DIRECTIONS: Reproduce verbatim the final portion of the material below, from the line containing "of the postcard" through its last line, and nothing else.

Stored data:
- - - - - - -

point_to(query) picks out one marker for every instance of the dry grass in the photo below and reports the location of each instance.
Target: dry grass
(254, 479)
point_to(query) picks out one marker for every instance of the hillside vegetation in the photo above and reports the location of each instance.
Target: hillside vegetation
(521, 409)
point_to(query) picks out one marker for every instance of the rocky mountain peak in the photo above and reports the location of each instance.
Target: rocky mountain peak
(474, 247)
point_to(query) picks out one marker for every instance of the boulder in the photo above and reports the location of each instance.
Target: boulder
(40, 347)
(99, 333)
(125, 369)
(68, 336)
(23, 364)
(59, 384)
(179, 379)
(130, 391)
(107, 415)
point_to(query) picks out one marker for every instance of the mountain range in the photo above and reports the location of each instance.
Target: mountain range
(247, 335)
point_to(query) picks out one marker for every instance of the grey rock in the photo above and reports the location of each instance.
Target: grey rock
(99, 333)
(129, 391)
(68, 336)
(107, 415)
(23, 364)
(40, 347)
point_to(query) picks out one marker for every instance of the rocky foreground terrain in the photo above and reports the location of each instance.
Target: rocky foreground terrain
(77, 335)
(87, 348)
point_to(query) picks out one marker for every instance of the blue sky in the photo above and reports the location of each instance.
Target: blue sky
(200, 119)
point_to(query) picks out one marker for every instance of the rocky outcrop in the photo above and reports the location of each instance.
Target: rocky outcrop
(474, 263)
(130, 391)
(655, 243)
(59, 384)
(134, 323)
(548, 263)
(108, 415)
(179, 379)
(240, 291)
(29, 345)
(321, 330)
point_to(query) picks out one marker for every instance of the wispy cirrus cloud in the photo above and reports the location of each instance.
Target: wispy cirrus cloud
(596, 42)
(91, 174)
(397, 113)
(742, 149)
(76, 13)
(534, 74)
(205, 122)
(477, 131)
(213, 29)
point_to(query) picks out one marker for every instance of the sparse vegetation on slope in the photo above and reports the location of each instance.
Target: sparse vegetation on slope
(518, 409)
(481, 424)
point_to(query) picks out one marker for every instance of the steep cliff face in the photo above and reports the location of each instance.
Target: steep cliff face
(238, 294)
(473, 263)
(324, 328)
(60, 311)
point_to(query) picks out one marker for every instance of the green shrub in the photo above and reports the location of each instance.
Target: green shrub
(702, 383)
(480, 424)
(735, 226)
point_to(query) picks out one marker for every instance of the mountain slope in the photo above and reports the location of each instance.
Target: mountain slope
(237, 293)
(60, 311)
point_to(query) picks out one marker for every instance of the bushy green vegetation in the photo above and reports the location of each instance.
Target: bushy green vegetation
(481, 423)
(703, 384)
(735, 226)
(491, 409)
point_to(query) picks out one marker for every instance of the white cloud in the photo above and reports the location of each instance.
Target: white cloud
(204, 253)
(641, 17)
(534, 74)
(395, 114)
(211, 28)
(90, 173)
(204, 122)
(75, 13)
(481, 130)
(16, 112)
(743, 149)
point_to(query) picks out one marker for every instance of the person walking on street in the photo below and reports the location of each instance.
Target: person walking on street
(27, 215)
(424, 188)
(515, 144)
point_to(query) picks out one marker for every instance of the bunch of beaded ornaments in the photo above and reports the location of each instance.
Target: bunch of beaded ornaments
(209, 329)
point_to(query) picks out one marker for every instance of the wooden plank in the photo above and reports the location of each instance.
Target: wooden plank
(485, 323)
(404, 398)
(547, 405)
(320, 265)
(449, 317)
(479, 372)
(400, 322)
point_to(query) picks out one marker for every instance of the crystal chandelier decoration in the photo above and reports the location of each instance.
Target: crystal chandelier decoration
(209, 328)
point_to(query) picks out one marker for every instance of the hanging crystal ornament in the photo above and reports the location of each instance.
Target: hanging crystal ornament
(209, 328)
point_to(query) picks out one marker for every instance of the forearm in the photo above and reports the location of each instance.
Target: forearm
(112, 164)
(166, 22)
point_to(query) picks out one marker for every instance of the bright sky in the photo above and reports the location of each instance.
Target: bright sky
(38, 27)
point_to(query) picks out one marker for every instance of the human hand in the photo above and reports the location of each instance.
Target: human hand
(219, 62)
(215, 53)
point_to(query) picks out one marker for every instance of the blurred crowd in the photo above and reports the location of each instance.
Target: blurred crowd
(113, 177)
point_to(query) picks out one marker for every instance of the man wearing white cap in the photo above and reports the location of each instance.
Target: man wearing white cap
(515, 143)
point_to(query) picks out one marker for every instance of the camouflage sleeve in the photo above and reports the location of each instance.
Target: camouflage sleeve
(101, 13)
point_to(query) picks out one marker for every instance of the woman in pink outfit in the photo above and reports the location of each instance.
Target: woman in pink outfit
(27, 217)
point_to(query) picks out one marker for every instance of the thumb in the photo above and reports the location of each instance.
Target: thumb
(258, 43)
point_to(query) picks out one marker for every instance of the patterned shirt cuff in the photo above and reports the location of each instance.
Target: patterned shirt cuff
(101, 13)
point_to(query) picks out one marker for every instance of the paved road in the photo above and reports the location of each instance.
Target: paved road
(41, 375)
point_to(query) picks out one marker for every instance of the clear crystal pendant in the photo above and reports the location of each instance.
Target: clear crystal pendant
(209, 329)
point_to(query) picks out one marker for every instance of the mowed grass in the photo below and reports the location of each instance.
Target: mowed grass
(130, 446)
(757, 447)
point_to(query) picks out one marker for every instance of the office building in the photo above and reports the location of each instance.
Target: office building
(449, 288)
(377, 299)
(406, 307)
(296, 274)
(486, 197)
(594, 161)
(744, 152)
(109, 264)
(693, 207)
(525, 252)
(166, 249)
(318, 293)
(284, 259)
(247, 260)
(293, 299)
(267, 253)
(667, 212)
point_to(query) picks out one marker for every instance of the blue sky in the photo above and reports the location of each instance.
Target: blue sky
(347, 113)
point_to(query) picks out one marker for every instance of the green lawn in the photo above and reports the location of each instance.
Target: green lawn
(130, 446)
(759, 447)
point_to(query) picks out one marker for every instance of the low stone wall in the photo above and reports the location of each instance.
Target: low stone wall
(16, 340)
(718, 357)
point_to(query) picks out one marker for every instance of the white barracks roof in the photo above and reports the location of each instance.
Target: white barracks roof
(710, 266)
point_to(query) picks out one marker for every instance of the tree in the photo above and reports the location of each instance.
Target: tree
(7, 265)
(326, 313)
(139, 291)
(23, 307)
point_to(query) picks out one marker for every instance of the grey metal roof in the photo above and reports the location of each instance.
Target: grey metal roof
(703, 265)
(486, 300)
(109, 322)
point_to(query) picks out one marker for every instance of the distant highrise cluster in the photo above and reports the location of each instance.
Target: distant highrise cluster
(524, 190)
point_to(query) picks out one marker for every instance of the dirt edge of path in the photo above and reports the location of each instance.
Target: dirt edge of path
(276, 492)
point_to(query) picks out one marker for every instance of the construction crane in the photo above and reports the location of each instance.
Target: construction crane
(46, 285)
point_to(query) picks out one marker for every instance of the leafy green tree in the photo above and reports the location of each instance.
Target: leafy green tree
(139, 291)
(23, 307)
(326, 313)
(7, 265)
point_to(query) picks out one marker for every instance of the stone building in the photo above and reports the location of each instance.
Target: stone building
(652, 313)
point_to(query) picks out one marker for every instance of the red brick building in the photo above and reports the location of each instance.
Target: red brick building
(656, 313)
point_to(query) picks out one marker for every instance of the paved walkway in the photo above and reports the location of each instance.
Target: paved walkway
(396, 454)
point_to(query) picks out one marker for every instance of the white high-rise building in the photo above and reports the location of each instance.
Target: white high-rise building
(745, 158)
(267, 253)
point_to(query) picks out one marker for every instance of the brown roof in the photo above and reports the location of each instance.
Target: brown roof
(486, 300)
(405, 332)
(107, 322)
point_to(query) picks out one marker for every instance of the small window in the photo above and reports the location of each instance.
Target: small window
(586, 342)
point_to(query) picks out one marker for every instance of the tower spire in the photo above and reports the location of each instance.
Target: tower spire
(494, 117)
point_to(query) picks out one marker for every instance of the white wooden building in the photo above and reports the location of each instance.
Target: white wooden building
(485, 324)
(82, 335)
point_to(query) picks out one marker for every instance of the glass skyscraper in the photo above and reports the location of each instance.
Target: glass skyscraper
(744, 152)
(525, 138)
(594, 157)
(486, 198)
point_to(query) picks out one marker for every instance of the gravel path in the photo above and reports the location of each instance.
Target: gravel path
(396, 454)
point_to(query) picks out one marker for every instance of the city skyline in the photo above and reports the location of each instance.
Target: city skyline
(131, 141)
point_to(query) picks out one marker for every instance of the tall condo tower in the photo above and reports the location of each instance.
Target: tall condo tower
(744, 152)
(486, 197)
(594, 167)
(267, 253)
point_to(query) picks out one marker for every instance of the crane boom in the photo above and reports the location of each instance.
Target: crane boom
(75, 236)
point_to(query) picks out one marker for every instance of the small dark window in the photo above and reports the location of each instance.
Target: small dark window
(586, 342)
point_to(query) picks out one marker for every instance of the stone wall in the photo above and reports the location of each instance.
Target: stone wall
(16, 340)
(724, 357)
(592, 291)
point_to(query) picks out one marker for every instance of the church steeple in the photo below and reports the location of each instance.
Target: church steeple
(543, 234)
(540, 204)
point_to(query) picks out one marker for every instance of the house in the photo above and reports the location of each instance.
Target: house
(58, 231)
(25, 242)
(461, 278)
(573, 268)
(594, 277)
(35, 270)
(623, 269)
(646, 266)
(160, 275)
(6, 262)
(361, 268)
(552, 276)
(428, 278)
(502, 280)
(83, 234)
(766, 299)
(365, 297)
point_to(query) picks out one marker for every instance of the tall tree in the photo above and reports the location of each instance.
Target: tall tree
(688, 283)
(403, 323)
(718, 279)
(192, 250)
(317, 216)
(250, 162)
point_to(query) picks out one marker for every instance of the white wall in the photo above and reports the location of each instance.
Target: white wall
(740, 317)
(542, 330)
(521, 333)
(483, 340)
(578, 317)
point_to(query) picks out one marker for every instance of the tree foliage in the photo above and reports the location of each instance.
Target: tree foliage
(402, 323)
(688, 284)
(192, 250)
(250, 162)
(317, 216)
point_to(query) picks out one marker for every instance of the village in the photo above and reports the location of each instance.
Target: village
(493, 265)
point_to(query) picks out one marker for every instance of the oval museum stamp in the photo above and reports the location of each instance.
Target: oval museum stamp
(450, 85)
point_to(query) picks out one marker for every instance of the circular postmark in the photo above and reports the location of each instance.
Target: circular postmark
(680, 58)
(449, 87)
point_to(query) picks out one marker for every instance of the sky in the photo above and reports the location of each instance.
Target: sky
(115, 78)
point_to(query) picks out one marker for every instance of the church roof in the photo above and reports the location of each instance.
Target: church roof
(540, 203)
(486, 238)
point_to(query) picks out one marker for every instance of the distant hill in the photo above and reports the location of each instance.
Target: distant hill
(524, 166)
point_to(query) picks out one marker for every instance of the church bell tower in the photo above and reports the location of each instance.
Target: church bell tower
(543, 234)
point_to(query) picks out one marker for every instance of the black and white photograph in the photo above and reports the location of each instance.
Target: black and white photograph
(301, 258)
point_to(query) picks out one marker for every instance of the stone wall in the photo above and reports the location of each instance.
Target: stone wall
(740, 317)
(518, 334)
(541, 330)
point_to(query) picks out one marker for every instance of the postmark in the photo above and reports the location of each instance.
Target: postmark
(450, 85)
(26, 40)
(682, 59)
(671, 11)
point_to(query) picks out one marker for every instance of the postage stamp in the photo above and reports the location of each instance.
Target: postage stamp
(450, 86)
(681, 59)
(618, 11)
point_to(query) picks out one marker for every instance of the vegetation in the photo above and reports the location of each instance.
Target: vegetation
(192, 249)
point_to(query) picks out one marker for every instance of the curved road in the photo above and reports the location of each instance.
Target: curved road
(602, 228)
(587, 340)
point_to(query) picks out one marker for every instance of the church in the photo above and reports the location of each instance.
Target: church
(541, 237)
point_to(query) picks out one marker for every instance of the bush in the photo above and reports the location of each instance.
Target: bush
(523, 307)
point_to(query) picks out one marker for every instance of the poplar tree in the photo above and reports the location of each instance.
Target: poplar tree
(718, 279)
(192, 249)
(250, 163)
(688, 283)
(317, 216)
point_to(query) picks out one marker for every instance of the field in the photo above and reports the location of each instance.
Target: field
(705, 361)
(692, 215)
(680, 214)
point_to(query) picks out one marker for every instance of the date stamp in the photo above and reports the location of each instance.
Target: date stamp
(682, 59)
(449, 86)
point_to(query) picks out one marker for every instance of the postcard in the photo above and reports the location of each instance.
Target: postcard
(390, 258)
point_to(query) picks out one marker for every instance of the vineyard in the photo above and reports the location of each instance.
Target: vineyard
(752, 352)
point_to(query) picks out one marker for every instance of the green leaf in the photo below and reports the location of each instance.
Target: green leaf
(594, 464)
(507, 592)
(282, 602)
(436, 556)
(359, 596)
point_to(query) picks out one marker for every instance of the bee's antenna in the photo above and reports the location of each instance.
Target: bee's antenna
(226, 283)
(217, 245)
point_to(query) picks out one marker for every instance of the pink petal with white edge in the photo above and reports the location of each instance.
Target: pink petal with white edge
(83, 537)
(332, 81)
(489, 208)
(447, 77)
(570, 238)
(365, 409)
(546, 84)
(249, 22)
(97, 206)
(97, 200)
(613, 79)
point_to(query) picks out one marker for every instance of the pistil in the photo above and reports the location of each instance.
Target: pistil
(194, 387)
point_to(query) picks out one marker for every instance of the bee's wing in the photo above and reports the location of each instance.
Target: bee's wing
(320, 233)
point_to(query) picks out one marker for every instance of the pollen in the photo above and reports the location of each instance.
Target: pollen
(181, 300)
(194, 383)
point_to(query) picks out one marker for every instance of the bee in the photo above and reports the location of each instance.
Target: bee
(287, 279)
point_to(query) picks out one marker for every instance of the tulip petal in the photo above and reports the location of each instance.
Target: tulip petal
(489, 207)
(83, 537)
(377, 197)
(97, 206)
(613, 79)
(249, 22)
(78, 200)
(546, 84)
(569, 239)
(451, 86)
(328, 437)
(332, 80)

- - - - - - -

RESPONSE TO THIS EXERCISE:
point_to(query) picks out one marker for every instance of the postcard in the photo above and reports the location of each instance.
Target: postcard
(390, 258)
point_to(query) picks out one marker for every instance of the vineyard in the photo above and reports the location of each instance.
Target: vineyard
(752, 352)
point_to(query) picks out one marker for every instance of the green leaf in the photo below and reports the location of each instance.
Target: green leaf
(594, 464)
(507, 592)
(282, 602)
(436, 556)
(359, 596)
point_to(query) picks out one marker for every instance of the bee's antenna in the photo above and reports the location of each instance.
Target: bee's antenna
(226, 283)
(217, 245)
point_to(query) picks out one marker for every instance of the pink petal with white edge in the photo above and reports the location of each instance.
Target: pink petal with white edge
(83, 537)
(332, 81)
(489, 208)
(447, 77)
(570, 238)
(365, 409)
(546, 84)
(249, 22)
(97, 206)
(97, 200)
(613, 79)
point_to(query) picks out one marker for every instance of the pistil in the photo above and reports the location of each instance.
Target: pistil
(194, 387)
point_to(query) picks out one marker for every instance of the bee's wing in the photo above and reports the location of each instance.
Target: bee's wing
(320, 233)
point_to(query) picks out one marker for every instance of the pollen in the photo above and reports the location of each instance.
Target: pollen
(181, 300)
(194, 383)
point_to(query) picks out one marker for every instance of the bee in the photo above and reports the location of each instance.
Target: bee
(287, 279)
point_to(query) picks out one marker for every instance of the tulip petal in the photo above and reports the location of each instance.
Target: tulip petal
(489, 207)
(83, 537)
(377, 197)
(97, 206)
(613, 79)
(249, 22)
(78, 200)
(546, 84)
(569, 239)
(451, 86)
(328, 437)
(332, 80)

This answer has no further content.